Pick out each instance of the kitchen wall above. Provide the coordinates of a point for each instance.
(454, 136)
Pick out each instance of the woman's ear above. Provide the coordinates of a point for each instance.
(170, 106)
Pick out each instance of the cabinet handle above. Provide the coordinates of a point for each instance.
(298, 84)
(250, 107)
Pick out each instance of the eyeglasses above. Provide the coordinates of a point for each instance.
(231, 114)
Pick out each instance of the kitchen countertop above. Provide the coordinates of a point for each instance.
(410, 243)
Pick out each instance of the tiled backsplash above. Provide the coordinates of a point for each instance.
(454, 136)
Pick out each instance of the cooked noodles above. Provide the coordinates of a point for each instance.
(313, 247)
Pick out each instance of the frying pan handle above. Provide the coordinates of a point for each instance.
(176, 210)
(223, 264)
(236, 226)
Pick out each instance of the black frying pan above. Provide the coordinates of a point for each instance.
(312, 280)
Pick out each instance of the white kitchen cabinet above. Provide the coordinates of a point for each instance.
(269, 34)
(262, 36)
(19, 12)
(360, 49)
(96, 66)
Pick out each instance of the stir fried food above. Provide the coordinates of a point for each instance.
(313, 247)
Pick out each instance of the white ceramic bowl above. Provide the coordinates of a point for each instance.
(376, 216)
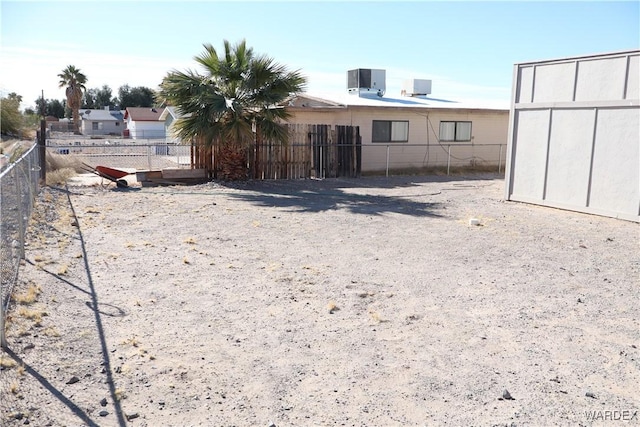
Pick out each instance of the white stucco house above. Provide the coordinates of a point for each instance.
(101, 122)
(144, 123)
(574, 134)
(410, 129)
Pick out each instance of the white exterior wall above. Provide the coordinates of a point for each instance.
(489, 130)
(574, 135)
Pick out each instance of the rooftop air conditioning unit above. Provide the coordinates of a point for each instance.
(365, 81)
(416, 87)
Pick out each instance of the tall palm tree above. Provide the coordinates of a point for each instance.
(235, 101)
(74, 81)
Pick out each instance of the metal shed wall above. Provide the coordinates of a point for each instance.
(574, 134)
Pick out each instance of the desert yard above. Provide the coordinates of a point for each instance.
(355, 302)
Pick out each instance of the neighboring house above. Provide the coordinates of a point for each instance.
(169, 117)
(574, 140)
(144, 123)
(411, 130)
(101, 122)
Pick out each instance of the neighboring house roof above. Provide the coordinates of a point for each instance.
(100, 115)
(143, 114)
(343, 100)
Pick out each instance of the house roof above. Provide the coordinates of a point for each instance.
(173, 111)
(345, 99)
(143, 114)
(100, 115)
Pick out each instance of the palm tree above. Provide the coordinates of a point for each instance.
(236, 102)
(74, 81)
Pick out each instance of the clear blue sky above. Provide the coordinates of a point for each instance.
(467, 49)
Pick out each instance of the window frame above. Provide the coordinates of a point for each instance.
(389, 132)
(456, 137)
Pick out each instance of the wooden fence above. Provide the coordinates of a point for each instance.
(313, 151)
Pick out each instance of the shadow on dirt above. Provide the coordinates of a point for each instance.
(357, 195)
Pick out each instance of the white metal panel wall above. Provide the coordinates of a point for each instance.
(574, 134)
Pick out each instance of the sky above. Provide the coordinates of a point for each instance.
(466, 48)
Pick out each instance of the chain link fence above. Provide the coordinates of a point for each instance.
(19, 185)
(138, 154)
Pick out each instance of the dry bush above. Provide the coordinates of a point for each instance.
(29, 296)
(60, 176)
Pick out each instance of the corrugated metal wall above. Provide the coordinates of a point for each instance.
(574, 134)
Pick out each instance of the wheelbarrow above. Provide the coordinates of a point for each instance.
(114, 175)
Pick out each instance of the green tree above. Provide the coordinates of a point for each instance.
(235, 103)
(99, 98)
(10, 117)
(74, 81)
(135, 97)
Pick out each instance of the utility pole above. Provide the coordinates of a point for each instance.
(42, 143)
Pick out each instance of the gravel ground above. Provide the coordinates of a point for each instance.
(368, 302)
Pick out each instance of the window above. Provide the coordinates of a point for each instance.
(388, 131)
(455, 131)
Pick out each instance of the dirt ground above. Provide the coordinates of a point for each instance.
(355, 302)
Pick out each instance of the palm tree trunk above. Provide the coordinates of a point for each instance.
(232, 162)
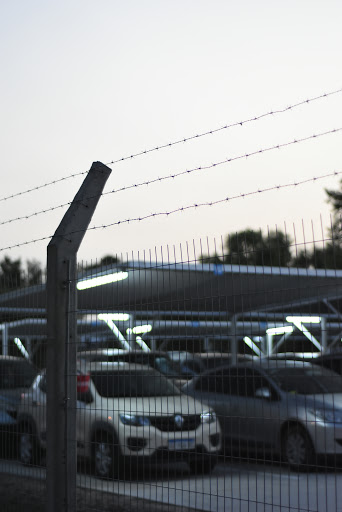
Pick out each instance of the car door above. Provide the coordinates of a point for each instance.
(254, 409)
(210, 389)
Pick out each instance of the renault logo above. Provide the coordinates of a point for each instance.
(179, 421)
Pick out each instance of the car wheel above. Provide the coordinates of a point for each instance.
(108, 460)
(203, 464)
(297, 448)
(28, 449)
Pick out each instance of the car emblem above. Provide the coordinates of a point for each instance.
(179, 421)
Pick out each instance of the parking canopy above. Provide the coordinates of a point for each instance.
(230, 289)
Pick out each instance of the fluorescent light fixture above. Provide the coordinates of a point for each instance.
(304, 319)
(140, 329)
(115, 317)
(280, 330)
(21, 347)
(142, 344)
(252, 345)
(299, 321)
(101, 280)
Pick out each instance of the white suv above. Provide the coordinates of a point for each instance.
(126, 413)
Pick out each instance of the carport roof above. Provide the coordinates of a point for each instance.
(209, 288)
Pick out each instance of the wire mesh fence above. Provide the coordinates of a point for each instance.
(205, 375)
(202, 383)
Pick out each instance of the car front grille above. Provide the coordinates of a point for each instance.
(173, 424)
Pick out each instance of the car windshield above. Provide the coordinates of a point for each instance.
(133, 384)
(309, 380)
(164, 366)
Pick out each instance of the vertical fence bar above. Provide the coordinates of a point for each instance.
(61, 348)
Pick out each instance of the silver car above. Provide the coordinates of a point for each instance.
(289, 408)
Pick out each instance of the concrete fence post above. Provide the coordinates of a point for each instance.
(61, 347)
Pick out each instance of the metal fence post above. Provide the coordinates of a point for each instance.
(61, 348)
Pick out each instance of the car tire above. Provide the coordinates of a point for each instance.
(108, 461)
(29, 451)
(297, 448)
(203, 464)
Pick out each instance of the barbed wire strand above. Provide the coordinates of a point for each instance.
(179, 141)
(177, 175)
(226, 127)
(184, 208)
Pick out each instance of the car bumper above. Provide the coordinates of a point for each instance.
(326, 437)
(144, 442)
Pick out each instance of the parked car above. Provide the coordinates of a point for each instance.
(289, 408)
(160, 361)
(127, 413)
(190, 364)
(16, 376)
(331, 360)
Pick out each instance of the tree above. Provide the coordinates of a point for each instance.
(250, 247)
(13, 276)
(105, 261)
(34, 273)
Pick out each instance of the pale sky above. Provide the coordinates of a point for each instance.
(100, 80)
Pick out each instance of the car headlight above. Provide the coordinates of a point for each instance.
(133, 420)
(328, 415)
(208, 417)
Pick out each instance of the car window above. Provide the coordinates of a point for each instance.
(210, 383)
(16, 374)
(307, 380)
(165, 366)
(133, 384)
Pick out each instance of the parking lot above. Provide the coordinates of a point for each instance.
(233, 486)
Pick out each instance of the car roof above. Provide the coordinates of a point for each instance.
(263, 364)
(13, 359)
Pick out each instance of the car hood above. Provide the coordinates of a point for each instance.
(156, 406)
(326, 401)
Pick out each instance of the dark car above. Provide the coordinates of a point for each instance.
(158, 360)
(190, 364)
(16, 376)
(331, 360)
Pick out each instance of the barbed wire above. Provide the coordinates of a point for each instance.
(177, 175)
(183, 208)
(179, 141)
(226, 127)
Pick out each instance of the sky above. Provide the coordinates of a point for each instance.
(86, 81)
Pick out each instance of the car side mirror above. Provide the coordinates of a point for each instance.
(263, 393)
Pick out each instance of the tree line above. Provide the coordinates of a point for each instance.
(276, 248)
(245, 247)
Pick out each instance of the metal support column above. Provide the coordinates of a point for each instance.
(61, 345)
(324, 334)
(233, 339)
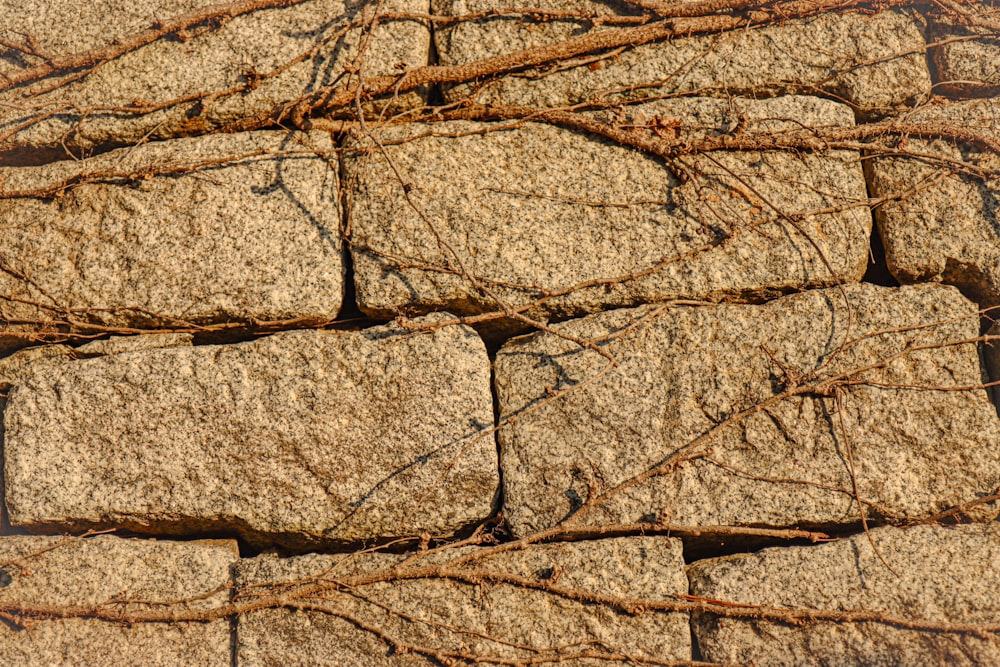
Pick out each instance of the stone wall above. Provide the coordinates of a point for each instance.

• • • • • • •

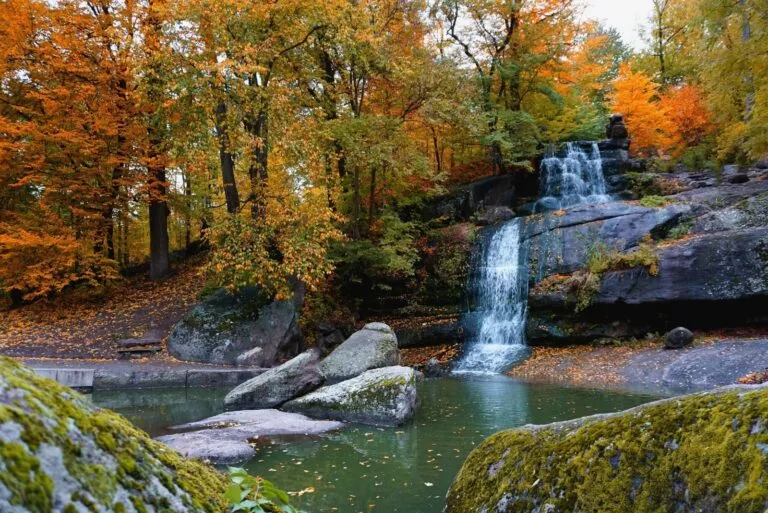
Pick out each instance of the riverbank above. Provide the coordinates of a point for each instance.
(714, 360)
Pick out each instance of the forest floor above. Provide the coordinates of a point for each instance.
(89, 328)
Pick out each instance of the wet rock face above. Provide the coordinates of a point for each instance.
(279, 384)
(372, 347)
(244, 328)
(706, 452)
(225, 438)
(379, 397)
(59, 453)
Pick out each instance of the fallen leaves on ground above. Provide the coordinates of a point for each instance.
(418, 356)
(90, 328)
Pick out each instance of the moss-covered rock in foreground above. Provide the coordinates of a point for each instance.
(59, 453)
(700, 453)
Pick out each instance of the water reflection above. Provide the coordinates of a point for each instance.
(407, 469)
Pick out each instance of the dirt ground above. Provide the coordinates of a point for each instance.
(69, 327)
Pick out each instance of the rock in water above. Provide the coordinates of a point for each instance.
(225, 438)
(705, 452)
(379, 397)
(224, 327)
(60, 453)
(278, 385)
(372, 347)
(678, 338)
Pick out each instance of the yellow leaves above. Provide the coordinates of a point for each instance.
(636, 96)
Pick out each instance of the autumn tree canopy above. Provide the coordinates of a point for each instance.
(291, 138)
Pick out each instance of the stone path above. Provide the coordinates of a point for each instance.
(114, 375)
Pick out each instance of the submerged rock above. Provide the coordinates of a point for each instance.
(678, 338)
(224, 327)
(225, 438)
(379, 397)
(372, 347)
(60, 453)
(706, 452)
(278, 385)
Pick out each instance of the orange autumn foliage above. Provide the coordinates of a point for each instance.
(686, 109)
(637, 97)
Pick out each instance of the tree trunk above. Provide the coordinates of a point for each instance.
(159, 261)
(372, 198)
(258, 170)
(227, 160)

• • • • • • •

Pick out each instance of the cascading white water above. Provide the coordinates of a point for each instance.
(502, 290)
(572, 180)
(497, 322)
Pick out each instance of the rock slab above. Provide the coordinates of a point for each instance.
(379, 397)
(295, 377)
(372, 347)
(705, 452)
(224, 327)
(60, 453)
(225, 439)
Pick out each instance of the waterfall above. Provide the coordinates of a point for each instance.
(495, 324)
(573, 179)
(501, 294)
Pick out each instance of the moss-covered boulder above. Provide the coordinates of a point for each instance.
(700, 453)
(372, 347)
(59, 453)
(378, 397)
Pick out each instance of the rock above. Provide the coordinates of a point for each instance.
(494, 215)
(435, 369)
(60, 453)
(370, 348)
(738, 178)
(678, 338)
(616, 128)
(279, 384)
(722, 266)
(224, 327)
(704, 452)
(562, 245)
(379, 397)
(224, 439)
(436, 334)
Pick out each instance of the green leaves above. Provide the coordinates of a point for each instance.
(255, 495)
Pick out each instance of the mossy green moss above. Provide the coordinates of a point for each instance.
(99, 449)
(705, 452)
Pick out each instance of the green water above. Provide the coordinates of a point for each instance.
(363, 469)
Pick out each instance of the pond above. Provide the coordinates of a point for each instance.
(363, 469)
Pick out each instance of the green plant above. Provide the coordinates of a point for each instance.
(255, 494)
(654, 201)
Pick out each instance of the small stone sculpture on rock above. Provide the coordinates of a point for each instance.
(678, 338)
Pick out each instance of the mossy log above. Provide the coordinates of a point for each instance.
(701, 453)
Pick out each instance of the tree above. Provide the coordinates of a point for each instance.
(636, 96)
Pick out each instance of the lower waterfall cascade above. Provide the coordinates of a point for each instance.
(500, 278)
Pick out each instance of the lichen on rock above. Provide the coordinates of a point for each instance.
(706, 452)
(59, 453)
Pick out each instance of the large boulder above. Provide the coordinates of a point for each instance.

• • • • • • •

- Aim of the exercise
What should come back is an exact copy of the lines above from the line with "Pick out each instance of the car roof" to the line with "Pick out each instance of the stone wall", both included, minus the pictures.

- Result for this task
Pick out each instance of the car roof above. Provide the coordinates of a point for each instance.
(263, 364)
(13, 359)
Pick out each instance of the car hood above. Provide the coordinates of a point for each instance.
(156, 406)
(326, 401)
Pick out each instance of the dark car above. Provide the coordinates of a point for each instance.
(158, 360)
(190, 364)
(16, 376)
(331, 360)
Pick out each instance of the barbed wire above. Provide the coordinates of a point for each instance.
(177, 175)
(183, 208)
(179, 141)
(226, 127)
Pick out each instance of the sky above. Provide the coordinates of a point for each instance.
(86, 81)
Pick out each instance of the car side mirror above. Provide the coordinates of a point for each instance.
(263, 393)
Pick out each instance of the tree line above. Provide the coordinates of a point for each instance.
(276, 248)
(245, 247)
Pick out each instance of the metal support column above. Provide the coordinates of a point for each instance.
(61, 345)
(324, 334)
(233, 339)
Pick out each instance of the stone wall above. Provide the coordinates of a point for each instance.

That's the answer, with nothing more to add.